■ **EXERCISE MATERIAL**:

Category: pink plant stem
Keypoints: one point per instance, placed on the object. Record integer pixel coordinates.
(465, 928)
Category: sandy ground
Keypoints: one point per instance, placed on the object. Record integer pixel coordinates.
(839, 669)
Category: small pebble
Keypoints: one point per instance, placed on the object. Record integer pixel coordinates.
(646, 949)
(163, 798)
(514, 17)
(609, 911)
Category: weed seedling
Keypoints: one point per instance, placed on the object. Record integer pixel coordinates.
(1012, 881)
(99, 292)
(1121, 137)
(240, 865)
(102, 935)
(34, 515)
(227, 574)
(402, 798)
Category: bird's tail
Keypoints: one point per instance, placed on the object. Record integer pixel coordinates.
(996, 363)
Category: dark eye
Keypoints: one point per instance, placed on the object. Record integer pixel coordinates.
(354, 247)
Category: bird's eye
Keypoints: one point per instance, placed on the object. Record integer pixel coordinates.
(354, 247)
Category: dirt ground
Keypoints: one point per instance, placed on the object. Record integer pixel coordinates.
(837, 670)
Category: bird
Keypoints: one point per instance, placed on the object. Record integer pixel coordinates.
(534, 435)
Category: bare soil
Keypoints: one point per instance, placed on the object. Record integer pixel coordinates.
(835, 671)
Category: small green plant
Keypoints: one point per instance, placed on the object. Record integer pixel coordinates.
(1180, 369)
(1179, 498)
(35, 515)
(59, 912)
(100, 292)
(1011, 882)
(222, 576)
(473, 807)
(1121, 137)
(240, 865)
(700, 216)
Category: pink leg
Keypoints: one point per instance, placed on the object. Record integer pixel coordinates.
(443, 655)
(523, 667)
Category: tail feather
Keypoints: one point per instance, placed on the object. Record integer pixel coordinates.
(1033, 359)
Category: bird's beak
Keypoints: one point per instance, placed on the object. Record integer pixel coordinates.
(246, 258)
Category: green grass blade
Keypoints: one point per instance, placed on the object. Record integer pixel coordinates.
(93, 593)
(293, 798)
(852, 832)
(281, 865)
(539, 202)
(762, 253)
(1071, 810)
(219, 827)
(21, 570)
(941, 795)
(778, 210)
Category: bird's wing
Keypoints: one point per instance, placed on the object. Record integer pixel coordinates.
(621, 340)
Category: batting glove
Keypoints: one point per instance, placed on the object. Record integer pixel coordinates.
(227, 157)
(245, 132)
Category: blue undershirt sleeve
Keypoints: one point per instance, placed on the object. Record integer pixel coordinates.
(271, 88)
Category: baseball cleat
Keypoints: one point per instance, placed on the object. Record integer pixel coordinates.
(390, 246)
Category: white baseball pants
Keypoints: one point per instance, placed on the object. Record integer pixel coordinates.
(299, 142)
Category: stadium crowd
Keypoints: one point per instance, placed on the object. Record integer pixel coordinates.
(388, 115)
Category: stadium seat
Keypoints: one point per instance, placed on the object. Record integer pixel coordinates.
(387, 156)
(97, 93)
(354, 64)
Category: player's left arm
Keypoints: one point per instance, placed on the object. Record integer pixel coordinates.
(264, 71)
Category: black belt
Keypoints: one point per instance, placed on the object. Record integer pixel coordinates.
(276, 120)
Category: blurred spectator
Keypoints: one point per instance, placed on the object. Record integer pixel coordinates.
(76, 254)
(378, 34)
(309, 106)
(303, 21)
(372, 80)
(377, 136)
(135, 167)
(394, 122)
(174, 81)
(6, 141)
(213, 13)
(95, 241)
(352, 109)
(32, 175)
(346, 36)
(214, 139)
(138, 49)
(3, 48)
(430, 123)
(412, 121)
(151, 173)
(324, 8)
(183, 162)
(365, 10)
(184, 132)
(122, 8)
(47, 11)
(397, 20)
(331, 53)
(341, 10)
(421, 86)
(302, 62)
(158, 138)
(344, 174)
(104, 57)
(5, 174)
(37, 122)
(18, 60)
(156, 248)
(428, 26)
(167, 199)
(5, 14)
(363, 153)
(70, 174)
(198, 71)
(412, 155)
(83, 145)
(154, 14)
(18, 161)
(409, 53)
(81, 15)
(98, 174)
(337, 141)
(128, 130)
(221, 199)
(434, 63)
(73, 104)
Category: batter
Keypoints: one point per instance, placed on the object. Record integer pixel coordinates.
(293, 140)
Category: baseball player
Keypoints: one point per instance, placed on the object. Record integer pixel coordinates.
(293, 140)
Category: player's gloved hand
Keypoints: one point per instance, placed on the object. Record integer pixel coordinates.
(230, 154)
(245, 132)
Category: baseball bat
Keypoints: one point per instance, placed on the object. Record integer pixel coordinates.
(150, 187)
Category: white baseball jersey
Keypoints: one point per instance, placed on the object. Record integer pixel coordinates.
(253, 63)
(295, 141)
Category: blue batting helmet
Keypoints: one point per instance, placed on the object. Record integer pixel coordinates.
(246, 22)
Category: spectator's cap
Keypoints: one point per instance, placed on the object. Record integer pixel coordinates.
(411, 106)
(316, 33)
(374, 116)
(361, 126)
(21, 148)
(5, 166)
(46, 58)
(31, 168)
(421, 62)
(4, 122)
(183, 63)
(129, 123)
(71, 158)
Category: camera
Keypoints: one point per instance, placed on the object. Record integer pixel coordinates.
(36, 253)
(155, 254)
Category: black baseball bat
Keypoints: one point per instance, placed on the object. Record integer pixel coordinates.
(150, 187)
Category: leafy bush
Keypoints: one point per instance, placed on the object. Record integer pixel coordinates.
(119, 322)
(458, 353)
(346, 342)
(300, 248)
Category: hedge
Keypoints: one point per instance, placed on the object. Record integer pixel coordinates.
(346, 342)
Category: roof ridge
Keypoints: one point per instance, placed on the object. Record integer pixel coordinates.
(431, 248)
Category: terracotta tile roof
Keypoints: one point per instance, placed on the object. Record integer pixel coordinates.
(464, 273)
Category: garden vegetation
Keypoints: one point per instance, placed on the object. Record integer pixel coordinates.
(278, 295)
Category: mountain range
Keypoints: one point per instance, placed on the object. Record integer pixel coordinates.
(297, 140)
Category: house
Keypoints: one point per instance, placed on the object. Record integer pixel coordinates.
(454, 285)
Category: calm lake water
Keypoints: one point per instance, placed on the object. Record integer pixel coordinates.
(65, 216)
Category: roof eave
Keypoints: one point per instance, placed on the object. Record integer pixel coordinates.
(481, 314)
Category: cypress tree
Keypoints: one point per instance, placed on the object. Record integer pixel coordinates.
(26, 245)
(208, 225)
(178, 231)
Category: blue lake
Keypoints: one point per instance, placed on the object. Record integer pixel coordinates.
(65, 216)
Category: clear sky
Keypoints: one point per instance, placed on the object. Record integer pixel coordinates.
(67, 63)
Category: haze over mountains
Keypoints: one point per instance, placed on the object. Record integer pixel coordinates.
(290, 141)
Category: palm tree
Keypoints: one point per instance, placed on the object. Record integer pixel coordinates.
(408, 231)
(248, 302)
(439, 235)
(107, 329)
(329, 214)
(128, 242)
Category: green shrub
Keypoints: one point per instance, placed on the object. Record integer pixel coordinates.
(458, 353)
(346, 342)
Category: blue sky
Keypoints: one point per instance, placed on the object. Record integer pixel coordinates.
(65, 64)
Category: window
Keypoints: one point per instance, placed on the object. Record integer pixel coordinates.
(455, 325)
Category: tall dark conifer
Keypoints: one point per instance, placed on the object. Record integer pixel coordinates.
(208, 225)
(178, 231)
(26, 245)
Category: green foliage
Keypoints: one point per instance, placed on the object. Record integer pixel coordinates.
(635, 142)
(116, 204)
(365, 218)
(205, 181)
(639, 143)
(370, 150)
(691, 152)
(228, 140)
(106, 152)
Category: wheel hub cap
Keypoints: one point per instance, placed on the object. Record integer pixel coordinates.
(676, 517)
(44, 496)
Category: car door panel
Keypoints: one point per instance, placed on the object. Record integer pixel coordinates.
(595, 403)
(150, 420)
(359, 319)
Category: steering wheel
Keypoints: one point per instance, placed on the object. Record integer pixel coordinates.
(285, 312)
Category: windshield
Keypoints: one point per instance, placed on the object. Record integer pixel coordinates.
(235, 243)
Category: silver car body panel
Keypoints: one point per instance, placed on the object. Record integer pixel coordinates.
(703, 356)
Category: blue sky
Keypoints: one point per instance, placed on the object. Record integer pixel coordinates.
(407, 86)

■ **WRITTEN INSTRUCTION**: Starting at the line that contains "Category: cypress tree", quote each remaining line of the entries above, unchanged.

■ **WRITTEN RESPONSE**:
Category: cypress tree
Keypoints: one point per instance, placed on the object. Record integer pixel coordinates.
(26, 245)
(208, 225)
(178, 231)
Category: blue lake
Keypoints: one point per instance, placed on the object. Record integer pixel coordinates.
(65, 216)
Category: clear sky
Keypoints: one point per instance, placed on the object. Record integer pixel coordinates.
(67, 63)
Category: haze over mountains
Keypoints: one point per instance, placed on the object. Record integer pixel coordinates.
(290, 141)
Category: palm tree
Keypoints: one point per instance, placed on the object. Record integer pixel coordinates.
(408, 231)
(248, 302)
(439, 235)
(107, 329)
(329, 214)
(128, 242)
Category: green shrub
Keypoints: one point per instance, placed on the object. Record integer pixel coordinates.
(458, 353)
(346, 342)
Category: blue sky
Keypoints: one point per instance, placed on the object. Record integer pixel coordinates.
(65, 64)
Category: window
Keypoints: one point per instance, placed on the object. Record integer pixel coordinates.
(455, 325)
Category: tall dark conifer
Keypoints: one point per instance, placed on the object. Record integer pixel coordinates.
(208, 225)
(178, 231)
(26, 245)
Category: green foliage
Keypoints: one point per instance, placed on the object. Record integer pixel coordinates.
(635, 142)
(116, 204)
(365, 218)
(205, 181)
(639, 143)
(370, 150)
(691, 152)
(228, 140)
(106, 152)
Category: wheel hub cap
Keypoints: one point per instance, placed on the object. Record integer pixel coordinates.
(676, 517)
(44, 496)
Category: car door panel
Keypoints: one point per instance, placed on the object. Record integer pixel coordinates.
(595, 403)
(150, 420)
(359, 319)
Category: steering wheel
Keypoints: one point per instance, placed on the object. Record integer pixel coordinates.
(285, 312)
Category: windshield
Keypoints: one point per instance, placed on the object. Record integer pixel coordinates.
(235, 243)
Category: silver car body panel
Keypoints: one point per instance, placed on the object. Record integer pixel coordinates.
(703, 356)
Category: blue sky
Keypoints: one point per instance, placed on the object. Record integer pixel coordinates.
(407, 86)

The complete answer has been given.